Text:
==========
Welcome to another Mathologer video. Last time I showed you how the mathematical superstar Euler discovered this stunning identity up there: PI squared over 6 is equal to the sum of the reciprocals of the squares. Today I’ll introduce you to the mathematical magic that allowed him to morph this infinite sum into an infinite product. And this infinite product established as a connection between PI and all the prime numbers there on the right. In fact, we’ll see that this identity is just a special case of the main bridge that connects the famous Riemann zeta function to the prime numbers. Along the way we’ll come across many other beautiful identities involving pi, a seriously crazy way to calculate pi using random numbers, wait for it, and a couple of nifty ways to prove some mathematical all-time classics. So buckle your mathematical seat belts, it’s going to be a wild ride. We’ll warm up by tricking Euler’s identity into giving us a couple of other beautiful identities involving pi. First we make a copy, here we go.

Now we’ll line up things like this and multiply everything at the bottom by 1/2 squared. Expand term by term and so we get 1/2 squared times 1/1 squared equals well, of course, 1/2 squared, 1/2 squared times 1/2 squared equals 1/4 squared, and so on. Now we’ll subtract the bottom from the top. On the right side, notice how nicely things line up there. Beautiful! Anyway so when we subtract every second term on the top gets wiped out. On the left, we have 1 times the fraction minus 1/2 squared times the fraction and so we get this. And there you have it — two more beautiful identities for pi pretty much for free. There’s one more very important identity hiding here which we’ll need later. So let’s just step back to the previous slide and let’s subtract the bottom from the top one more time. On the right, that fills the gaps on top with the negatives of what was there originally. There and there, etc. And on the left side we get this which we can also write like that. Okay, three new PI identities just around the corner from the original one. To be able to go further let’s switch back to the unsimplified left sides. Now, at the top, if we replace the 2s in the exponents by an arbitrary number z we’re now looking at a function in the variable z, the famous Riemann zeta function. The extra three identities that we derived for the special case z=2 actually work in general and to get these zeta function identities we’ll just replace the PI fraction by zetas and all the 2 exponents by z’s.
==========
Can you turn the paragraph starting "Welcome to another Mathologer video" in the text on Euler's identity into a brief bulleted list of its main points? The entries after this point are separate material, not part of the text.
==========
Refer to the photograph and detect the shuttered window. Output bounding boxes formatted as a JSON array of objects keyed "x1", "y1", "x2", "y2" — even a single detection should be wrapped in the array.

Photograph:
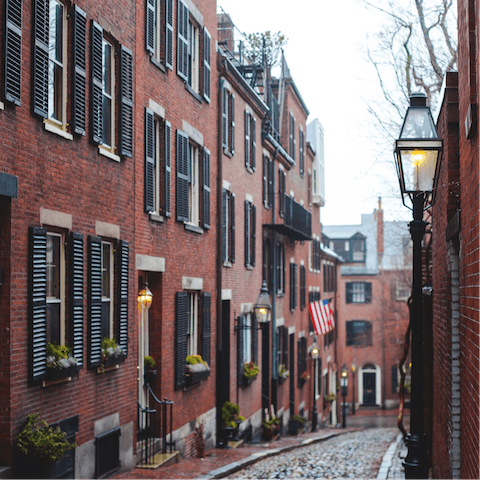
[
  {"x1": 72, "y1": 5, "x2": 87, "y2": 135},
  {"x1": 177, "y1": 0, "x2": 189, "y2": 82},
  {"x1": 203, "y1": 28, "x2": 212, "y2": 102},
  {"x1": 3, "y1": 0, "x2": 22, "y2": 106}
]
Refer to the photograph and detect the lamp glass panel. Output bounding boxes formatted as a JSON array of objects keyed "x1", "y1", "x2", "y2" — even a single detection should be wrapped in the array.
[
  {"x1": 400, "y1": 149, "x2": 438, "y2": 192},
  {"x1": 400, "y1": 108, "x2": 438, "y2": 140}
]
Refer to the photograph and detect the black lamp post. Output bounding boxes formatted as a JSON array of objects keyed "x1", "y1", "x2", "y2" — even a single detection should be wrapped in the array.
[
  {"x1": 340, "y1": 364, "x2": 348, "y2": 428},
  {"x1": 310, "y1": 337, "x2": 319, "y2": 432},
  {"x1": 395, "y1": 93, "x2": 442, "y2": 480},
  {"x1": 351, "y1": 360, "x2": 357, "y2": 415}
]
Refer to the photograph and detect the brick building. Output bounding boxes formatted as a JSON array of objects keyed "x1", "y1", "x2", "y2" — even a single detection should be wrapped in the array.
[{"x1": 322, "y1": 201, "x2": 411, "y2": 408}]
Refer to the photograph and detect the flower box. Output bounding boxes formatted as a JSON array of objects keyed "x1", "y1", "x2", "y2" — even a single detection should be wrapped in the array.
[
  {"x1": 45, "y1": 365, "x2": 78, "y2": 382},
  {"x1": 185, "y1": 370, "x2": 210, "y2": 387}
]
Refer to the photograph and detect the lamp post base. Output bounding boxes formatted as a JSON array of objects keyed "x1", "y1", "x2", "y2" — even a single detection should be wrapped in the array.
[{"x1": 403, "y1": 434, "x2": 430, "y2": 480}]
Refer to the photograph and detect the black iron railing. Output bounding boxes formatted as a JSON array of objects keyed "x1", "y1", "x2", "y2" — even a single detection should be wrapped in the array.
[{"x1": 137, "y1": 384, "x2": 175, "y2": 465}]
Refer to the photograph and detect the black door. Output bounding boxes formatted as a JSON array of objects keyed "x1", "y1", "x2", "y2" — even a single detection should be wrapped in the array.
[{"x1": 363, "y1": 372, "x2": 376, "y2": 405}]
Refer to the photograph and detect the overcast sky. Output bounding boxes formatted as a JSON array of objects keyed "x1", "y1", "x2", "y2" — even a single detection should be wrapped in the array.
[{"x1": 217, "y1": 0, "x2": 411, "y2": 225}]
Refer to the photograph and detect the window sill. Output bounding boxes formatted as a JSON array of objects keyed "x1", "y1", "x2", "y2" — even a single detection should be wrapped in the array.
[
  {"x1": 184, "y1": 223, "x2": 203, "y2": 235},
  {"x1": 98, "y1": 145, "x2": 120, "y2": 163},
  {"x1": 43, "y1": 120, "x2": 73, "y2": 140},
  {"x1": 150, "y1": 55, "x2": 167, "y2": 73},
  {"x1": 148, "y1": 213, "x2": 165, "y2": 223},
  {"x1": 185, "y1": 82, "x2": 203, "y2": 103}
]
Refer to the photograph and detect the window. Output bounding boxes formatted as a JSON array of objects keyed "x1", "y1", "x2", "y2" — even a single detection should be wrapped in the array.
[
  {"x1": 278, "y1": 169, "x2": 287, "y2": 218},
  {"x1": 245, "y1": 200, "x2": 257, "y2": 267},
  {"x1": 298, "y1": 125, "x2": 310, "y2": 177},
  {"x1": 176, "y1": 130, "x2": 210, "y2": 229},
  {"x1": 91, "y1": 20, "x2": 133, "y2": 159},
  {"x1": 346, "y1": 320, "x2": 372, "y2": 347},
  {"x1": 88, "y1": 237, "x2": 129, "y2": 367},
  {"x1": 175, "y1": 291, "x2": 212, "y2": 388},
  {"x1": 276, "y1": 243, "x2": 286, "y2": 295},
  {"x1": 288, "y1": 113, "x2": 297, "y2": 161},
  {"x1": 345, "y1": 282, "x2": 372, "y2": 303},
  {"x1": 222, "y1": 87, "x2": 235, "y2": 155},
  {"x1": 290, "y1": 263, "x2": 298, "y2": 311},
  {"x1": 46, "y1": 232, "x2": 65, "y2": 345},
  {"x1": 222, "y1": 189, "x2": 235, "y2": 266},
  {"x1": 28, "y1": 227, "x2": 84, "y2": 381},
  {"x1": 245, "y1": 110, "x2": 257, "y2": 172},
  {"x1": 300, "y1": 265, "x2": 306, "y2": 310},
  {"x1": 263, "y1": 155, "x2": 275, "y2": 208},
  {"x1": 145, "y1": 108, "x2": 172, "y2": 217}
]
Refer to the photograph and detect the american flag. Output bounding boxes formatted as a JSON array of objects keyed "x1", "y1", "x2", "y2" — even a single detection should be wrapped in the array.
[{"x1": 309, "y1": 300, "x2": 335, "y2": 335}]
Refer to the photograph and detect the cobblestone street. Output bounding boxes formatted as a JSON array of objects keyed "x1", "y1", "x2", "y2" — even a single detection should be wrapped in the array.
[{"x1": 229, "y1": 428, "x2": 398, "y2": 480}]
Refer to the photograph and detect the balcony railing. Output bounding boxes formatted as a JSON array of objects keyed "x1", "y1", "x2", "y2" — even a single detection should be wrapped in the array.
[{"x1": 264, "y1": 194, "x2": 312, "y2": 240}]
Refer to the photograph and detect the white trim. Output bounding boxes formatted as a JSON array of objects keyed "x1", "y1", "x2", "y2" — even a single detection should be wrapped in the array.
[
  {"x1": 148, "y1": 98, "x2": 165, "y2": 120},
  {"x1": 40, "y1": 207, "x2": 73, "y2": 230},
  {"x1": 98, "y1": 145, "x2": 121, "y2": 163},
  {"x1": 43, "y1": 122, "x2": 73, "y2": 140},
  {"x1": 135, "y1": 253, "x2": 165, "y2": 272},
  {"x1": 182, "y1": 277, "x2": 203, "y2": 290}
]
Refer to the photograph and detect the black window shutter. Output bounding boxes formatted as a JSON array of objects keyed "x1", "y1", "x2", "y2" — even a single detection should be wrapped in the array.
[
  {"x1": 175, "y1": 292, "x2": 188, "y2": 388},
  {"x1": 202, "y1": 292, "x2": 212, "y2": 365},
  {"x1": 164, "y1": 121, "x2": 172, "y2": 217},
  {"x1": 365, "y1": 282, "x2": 372, "y2": 303},
  {"x1": 90, "y1": 20, "x2": 103, "y2": 143},
  {"x1": 237, "y1": 316, "x2": 245, "y2": 385},
  {"x1": 222, "y1": 189, "x2": 229, "y2": 262},
  {"x1": 250, "y1": 205, "x2": 257, "y2": 267},
  {"x1": 120, "y1": 45, "x2": 133, "y2": 158},
  {"x1": 245, "y1": 110, "x2": 250, "y2": 168},
  {"x1": 33, "y1": 0, "x2": 50, "y2": 118},
  {"x1": 117, "y1": 240, "x2": 129, "y2": 355},
  {"x1": 222, "y1": 87, "x2": 228, "y2": 149},
  {"x1": 252, "y1": 314, "x2": 258, "y2": 363},
  {"x1": 68, "y1": 232, "x2": 84, "y2": 368},
  {"x1": 3, "y1": 0, "x2": 22, "y2": 106},
  {"x1": 250, "y1": 117, "x2": 257, "y2": 171},
  {"x1": 72, "y1": 5, "x2": 87, "y2": 135},
  {"x1": 202, "y1": 148, "x2": 210, "y2": 230},
  {"x1": 230, "y1": 193, "x2": 235, "y2": 263},
  {"x1": 145, "y1": 0, "x2": 157, "y2": 55},
  {"x1": 177, "y1": 130, "x2": 190, "y2": 222},
  {"x1": 88, "y1": 236, "x2": 102, "y2": 367},
  {"x1": 28, "y1": 227, "x2": 47, "y2": 381},
  {"x1": 228, "y1": 93, "x2": 235, "y2": 155},
  {"x1": 177, "y1": 0, "x2": 189, "y2": 81},
  {"x1": 203, "y1": 28, "x2": 212, "y2": 102},
  {"x1": 345, "y1": 282, "x2": 353, "y2": 303},
  {"x1": 244, "y1": 200, "x2": 251, "y2": 267},
  {"x1": 145, "y1": 108, "x2": 155, "y2": 213},
  {"x1": 165, "y1": 0, "x2": 173, "y2": 70}
]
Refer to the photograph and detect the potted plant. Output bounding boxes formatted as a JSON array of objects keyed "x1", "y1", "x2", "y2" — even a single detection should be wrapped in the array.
[
  {"x1": 222, "y1": 401, "x2": 245, "y2": 441},
  {"x1": 143, "y1": 355, "x2": 157, "y2": 385},
  {"x1": 262, "y1": 405, "x2": 280, "y2": 441},
  {"x1": 45, "y1": 342, "x2": 77, "y2": 380},
  {"x1": 100, "y1": 337, "x2": 125, "y2": 371},
  {"x1": 278, "y1": 363, "x2": 290, "y2": 383},
  {"x1": 288, "y1": 415, "x2": 306, "y2": 435},
  {"x1": 14, "y1": 413, "x2": 76, "y2": 479},
  {"x1": 185, "y1": 355, "x2": 210, "y2": 387},
  {"x1": 243, "y1": 362, "x2": 260, "y2": 385}
]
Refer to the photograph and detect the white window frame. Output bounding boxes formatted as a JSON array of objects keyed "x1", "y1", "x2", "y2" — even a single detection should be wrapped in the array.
[
  {"x1": 187, "y1": 291, "x2": 199, "y2": 356},
  {"x1": 187, "y1": 142, "x2": 200, "y2": 227},
  {"x1": 46, "y1": 231, "x2": 65, "y2": 345},
  {"x1": 102, "y1": 37, "x2": 116, "y2": 148},
  {"x1": 101, "y1": 240, "x2": 115, "y2": 338},
  {"x1": 45, "y1": 0, "x2": 67, "y2": 126}
]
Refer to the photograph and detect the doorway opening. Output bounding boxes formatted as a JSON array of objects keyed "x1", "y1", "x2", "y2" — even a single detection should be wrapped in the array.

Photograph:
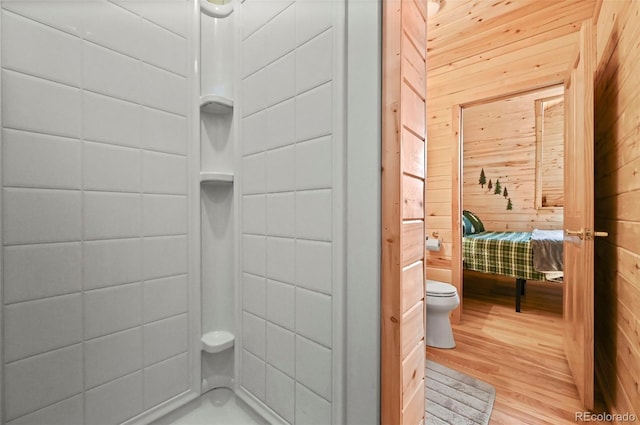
[{"x1": 457, "y1": 85, "x2": 565, "y2": 314}]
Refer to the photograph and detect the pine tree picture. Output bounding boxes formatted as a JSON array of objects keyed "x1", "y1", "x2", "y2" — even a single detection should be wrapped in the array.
[{"x1": 478, "y1": 168, "x2": 487, "y2": 187}]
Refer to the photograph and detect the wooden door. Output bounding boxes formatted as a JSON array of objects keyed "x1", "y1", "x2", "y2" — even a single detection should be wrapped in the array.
[
  {"x1": 381, "y1": 0, "x2": 427, "y2": 425},
  {"x1": 563, "y1": 20, "x2": 595, "y2": 409}
]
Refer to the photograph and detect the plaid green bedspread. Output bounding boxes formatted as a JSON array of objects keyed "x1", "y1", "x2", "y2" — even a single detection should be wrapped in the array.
[{"x1": 462, "y1": 232, "x2": 545, "y2": 280}]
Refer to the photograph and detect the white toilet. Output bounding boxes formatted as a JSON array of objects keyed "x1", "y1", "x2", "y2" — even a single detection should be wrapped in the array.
[{"x1": 425, "y1": 279, "x2": 460, "y2": 348}]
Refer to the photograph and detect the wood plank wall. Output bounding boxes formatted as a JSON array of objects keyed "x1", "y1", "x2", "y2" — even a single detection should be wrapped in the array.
[
  {"x1": 595, "y1": 0, "x2": 640, "y2": 423},
  {"x1": 462, "y1": 86, "x2": 564, "y2": 231},
  {"x1": 425, "y1": 0, "x2": 595, "y2": 321},
  {"x1": 381, "y1": 0, "x2": 427, "y2": 425},
  {"x1": 536, "y1": 95, "x2": 564, "y2": 207}
]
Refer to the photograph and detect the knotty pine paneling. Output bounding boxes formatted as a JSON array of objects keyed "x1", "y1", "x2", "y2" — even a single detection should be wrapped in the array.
[
  {"x1": 594, "y1": 0, "x2": 640, "y2": 423},
  {"x1": 462, "y1": 86, "x2": 563, "y2": 231},
  {"x1": 425, "y1": 0, "x2": 606, "y2": 317},
  {"x1": 380, "y1": 0, "x2": 427, "y2": 425}
]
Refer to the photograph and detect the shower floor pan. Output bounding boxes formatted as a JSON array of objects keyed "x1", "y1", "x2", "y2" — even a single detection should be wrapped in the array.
[{"x1": 152, "y1": 388, "x2": 268, "y2": 425}]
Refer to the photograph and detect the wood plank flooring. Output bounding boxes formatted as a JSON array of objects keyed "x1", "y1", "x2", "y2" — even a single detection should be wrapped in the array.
[{"x1": 427, "y1": 272, "x2": 602, "y2": 425}]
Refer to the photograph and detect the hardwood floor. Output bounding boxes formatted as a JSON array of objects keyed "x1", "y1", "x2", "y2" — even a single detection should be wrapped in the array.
[{"x1": 427, "y1": 272, "x2": 602, "y2": 425}]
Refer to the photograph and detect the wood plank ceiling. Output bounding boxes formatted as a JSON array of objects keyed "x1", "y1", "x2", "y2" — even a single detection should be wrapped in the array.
[{"x1": 427, "y1": 0, "x2": 596, "y2": 72}]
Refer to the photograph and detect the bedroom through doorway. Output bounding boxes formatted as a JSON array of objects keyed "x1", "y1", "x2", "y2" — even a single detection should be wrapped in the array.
[{"x1": 459, "y1": 85, "x2": 565, "y2": 318}]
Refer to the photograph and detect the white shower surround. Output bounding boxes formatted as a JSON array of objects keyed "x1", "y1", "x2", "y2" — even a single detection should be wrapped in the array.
[{"x1": 0, "y1": 2, "x2": 380, "y2": 423}]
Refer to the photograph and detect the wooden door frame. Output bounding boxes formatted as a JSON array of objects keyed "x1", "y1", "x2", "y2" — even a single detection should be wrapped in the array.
[{"x1": 450, "y1": 83, "x2": 565, "y2": 324}]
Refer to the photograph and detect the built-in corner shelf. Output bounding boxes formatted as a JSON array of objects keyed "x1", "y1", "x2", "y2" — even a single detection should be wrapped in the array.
[
  {"x1": 202, "y1": 331, "x2": 235, "y2": 353},
  {"x1": 200, "y1": 94, "x2": 233, "y2": 114},
  {"x1": 200, "y1": 171, "x2": 233, "y2": 184}
]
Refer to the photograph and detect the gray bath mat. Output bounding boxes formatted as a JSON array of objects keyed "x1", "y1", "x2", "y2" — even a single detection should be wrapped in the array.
[{"x1": 425, "y1": 360, "x2": 496, "y2": 425}]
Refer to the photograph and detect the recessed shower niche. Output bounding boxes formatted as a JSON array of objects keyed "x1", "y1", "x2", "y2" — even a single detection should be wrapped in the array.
[{"x1": 200, "y1": 1, "x2": 236, "y2": 392}]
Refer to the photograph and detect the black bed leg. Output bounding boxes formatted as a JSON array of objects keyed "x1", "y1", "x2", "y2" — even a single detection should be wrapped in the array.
[{"x1": 516, "y1": 279, "x2": 525, "y2": 313}]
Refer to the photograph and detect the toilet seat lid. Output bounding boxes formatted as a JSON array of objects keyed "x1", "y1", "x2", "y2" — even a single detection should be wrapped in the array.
[{"x1": 427, "y1": 280, "x2": 458, "y2": 297}]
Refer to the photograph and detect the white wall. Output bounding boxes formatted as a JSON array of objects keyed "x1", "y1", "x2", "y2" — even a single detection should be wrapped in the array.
[
  {"x1": 238, "y1": 0, "x2": 345, "y2": 424},
  {"x1": 1, "y1": 0, "x2": 199, "y2": 425}
]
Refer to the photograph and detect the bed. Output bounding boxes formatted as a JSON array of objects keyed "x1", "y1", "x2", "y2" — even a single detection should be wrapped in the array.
[{"x1": 462, "y1": 210, "x2": 563, "y2": 312}]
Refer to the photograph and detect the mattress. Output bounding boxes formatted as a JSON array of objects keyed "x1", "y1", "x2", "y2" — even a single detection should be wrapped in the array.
[{"x1": 462, "y1": 232, "x2": 546, "y2": 280}]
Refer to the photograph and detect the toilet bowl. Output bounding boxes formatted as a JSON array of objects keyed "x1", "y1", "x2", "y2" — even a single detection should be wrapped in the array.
[{"x1": 425, "y1": 280, "x2": 460, "y2": 348}]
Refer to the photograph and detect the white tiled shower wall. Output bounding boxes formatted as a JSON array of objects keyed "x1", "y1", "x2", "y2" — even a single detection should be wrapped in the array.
[
  {"x1": 1, "y1": 0, "x2": 193, "y2": 425},
  {"x1": 239, "y1": 0, "x2": 345, "y2": 424}
]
==========
Completed task:
- Previous video: how Euler discovered that pi squared over 6 equals the sum of the reciprocals of the squares.
- This video: the method Euler used to turn this infinite sum into an infinite product that links pi to all the prime numbers.
- This identity is a special case of the main bridge between the Riemann zeta function and the prime numbers.
- Also covered: other identities involving pi, a way to calculate pi using random numbers, and proofs of some mathematical classics.
- Warm-up: derive more pi identities from Euler's identity, starting by making a copy of it.